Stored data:
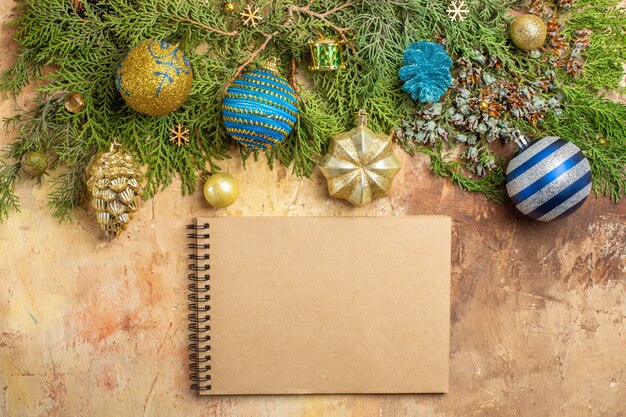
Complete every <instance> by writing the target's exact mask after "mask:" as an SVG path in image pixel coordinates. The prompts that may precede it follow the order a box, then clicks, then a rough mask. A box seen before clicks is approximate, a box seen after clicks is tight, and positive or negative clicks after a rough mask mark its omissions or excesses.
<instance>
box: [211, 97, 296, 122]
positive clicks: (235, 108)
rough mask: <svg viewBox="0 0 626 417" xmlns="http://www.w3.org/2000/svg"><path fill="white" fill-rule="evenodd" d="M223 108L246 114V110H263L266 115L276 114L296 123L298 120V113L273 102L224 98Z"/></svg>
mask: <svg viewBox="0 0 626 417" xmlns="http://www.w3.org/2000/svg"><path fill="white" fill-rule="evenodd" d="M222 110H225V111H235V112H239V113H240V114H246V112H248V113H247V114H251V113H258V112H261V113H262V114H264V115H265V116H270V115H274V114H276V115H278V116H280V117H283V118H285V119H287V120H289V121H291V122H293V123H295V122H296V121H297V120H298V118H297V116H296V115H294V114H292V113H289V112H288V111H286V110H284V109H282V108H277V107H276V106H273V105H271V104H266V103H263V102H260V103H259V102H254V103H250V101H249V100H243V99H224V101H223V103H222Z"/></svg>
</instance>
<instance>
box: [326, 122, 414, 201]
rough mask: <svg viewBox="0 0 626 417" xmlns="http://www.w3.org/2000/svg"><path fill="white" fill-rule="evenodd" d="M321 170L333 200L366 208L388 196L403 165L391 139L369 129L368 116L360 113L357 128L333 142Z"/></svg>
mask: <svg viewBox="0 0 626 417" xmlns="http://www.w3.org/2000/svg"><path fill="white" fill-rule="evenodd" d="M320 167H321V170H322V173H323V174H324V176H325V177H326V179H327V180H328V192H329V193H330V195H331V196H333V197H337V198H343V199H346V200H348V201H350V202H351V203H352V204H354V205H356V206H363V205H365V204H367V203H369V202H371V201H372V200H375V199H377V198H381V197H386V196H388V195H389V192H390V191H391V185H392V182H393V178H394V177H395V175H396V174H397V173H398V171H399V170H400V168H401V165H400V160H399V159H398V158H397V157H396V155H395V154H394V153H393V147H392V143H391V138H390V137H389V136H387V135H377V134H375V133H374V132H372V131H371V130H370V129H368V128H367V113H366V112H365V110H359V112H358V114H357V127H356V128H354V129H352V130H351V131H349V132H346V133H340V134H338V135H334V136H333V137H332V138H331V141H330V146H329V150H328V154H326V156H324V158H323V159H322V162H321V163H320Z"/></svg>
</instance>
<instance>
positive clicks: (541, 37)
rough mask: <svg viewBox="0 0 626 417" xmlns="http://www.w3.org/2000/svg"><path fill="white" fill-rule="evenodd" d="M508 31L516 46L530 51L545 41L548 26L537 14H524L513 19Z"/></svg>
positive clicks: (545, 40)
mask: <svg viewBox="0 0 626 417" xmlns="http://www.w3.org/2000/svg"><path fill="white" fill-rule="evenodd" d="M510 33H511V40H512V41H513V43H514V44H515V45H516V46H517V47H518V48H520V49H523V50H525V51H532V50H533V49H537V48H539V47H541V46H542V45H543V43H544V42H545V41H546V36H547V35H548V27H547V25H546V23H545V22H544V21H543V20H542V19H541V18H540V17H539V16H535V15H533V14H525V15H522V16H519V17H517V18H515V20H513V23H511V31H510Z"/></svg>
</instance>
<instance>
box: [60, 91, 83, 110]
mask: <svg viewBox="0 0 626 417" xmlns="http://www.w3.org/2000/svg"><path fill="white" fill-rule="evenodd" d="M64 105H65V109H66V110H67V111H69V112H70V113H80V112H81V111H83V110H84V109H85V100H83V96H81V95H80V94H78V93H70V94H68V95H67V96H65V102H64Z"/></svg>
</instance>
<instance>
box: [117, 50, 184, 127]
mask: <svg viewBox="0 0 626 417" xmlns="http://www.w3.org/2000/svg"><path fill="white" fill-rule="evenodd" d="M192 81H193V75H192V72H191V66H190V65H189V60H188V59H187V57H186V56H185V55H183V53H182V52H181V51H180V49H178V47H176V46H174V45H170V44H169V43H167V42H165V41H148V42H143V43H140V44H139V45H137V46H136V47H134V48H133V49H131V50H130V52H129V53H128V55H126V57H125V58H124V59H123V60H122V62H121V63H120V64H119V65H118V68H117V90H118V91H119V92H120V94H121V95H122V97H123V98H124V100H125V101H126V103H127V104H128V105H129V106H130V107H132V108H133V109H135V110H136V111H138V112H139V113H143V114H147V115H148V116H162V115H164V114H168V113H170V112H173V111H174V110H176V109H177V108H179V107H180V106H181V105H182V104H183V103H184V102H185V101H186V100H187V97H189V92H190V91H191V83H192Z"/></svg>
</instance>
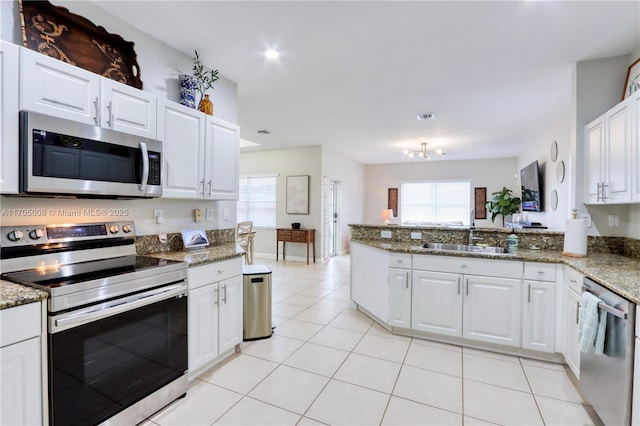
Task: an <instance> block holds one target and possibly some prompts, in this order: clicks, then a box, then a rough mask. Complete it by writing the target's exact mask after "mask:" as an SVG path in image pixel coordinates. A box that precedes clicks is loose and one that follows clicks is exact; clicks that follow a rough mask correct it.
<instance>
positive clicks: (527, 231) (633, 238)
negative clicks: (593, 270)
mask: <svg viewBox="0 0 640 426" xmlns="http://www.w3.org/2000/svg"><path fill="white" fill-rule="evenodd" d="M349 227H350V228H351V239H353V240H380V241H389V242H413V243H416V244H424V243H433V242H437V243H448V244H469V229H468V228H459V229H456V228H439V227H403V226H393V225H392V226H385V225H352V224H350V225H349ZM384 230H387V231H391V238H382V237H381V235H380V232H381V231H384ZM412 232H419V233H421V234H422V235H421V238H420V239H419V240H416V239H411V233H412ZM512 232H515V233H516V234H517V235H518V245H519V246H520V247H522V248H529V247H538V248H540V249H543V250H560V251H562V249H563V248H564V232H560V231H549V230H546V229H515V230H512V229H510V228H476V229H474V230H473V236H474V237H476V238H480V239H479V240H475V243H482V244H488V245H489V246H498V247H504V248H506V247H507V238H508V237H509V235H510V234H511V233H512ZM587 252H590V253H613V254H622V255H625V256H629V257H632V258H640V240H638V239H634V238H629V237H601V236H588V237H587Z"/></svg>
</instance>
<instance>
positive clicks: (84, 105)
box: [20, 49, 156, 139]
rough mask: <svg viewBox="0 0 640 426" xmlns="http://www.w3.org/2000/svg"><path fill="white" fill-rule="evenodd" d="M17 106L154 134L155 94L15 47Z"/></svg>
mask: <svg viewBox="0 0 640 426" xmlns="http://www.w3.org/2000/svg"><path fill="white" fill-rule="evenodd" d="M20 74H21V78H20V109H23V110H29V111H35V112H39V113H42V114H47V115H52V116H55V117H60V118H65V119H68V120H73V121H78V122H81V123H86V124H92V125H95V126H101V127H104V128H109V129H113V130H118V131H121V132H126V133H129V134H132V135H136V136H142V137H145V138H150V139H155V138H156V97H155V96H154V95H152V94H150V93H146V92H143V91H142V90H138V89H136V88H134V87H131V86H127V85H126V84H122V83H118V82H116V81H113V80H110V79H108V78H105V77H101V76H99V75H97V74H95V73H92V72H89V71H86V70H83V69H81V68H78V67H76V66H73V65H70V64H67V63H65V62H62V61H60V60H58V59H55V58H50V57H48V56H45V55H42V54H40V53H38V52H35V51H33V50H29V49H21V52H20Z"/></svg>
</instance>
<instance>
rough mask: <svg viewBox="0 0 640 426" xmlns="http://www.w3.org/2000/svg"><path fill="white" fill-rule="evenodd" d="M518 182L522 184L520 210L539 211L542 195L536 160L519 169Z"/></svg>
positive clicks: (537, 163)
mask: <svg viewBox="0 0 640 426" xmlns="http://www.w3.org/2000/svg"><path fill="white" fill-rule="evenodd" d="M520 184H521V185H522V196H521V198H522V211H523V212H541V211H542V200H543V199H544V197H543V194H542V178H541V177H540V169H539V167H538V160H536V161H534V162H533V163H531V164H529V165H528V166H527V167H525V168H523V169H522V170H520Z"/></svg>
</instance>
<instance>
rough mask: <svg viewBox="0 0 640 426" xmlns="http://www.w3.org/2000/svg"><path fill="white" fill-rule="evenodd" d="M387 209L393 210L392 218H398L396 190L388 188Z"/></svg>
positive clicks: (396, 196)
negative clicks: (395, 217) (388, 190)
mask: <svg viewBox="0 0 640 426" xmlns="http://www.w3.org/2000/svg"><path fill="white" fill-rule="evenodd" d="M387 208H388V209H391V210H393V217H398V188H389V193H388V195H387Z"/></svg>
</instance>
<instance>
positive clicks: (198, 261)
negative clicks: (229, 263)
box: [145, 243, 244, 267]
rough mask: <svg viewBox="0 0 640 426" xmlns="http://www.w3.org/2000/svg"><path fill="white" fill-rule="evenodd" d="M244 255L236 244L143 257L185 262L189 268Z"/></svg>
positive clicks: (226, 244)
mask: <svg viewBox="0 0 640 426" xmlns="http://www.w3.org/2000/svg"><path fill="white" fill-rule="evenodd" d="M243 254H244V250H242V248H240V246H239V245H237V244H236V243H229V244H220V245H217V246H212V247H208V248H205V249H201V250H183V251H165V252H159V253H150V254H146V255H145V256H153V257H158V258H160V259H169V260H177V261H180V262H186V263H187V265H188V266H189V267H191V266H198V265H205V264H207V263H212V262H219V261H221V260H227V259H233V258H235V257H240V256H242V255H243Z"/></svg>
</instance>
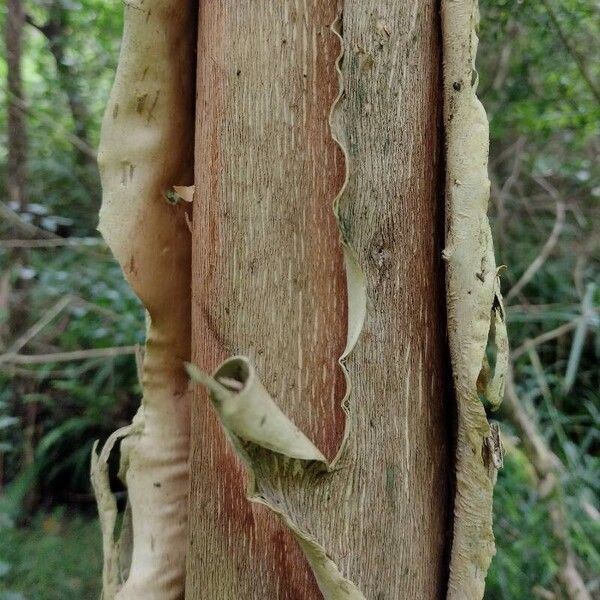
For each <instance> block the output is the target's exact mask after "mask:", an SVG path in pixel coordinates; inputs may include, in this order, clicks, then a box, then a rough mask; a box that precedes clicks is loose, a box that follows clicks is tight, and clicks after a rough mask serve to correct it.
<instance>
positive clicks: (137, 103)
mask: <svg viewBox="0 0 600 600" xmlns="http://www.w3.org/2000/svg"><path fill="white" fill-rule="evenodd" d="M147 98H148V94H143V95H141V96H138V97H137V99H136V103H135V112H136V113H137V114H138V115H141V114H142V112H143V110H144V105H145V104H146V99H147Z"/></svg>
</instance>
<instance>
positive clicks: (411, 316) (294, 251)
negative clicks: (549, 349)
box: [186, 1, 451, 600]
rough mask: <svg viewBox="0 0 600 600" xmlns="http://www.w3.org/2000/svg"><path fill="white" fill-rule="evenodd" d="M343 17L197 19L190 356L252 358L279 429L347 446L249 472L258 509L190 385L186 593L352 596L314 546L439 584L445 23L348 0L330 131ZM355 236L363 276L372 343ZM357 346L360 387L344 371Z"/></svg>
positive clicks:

Exercise
Above are the records. Print exactly, and only, the lines from the line with "Task: an <instance>" to the line with "box: [20, 49, 156, 139]", both inclusive.

Response to this task
Task: an <instance> block holds one target and possibly some prompts, in this order: clicks, then a box, then a rough mask. Complete it by writing the target's exact mask after "mask:" as an SVG path in image pixel coordinates. A box that precedes clicks is loose and one that follows clicks is exact; clicks that follow a rough mask correct it.
<instance>
positive clicks: (527, 231) (633, 238)
negative clicks: (593, 270)
mask: <svg viewBox="0 0 640 426" xmlns="http://www.w3.org/2000/svg"><path fill="white" fill-rule="evenodd" d="M349 227H350V228H351V239H353V240H380V241H389V242H413V243H416V244H424V243H433V242H437V243H448V244H469V229H468V228H459V229H456V228H439V227H403V226H393V225H392V226H385V225H352V224H350V225H349ZM384 230H387V231H391V238H382V237H381V235H380V232H381V231H384ZM412 232H419V233H421V234H422V235H421V238H420V239H419V240H416V239H411V233H412ZM512 232H515V233H516V234H517V235H518V245H519V246H520V247H522V248H529V247H538V248H540V249H543V250H560V251H562V249H563V248H564V232H560V231H549V230H546V229H515V230H512V229H510V228H476V229H474V230H473V236H474V237H476V238H480V239H479V240H475V243H482V244H488V245H489V246H498V247H504V248H506V247H507V238H508V237H509V235H510V234H511V233H512ZM587 252H590V253H613V254H622V255H625V256H629V257H632V258H640V240H638V239H634V238H629V237H601V236H588V237H587Z"/></svg>
</instance>
<instance>
positive clicks: (84, 105)
box: [20, 49, 156, 139]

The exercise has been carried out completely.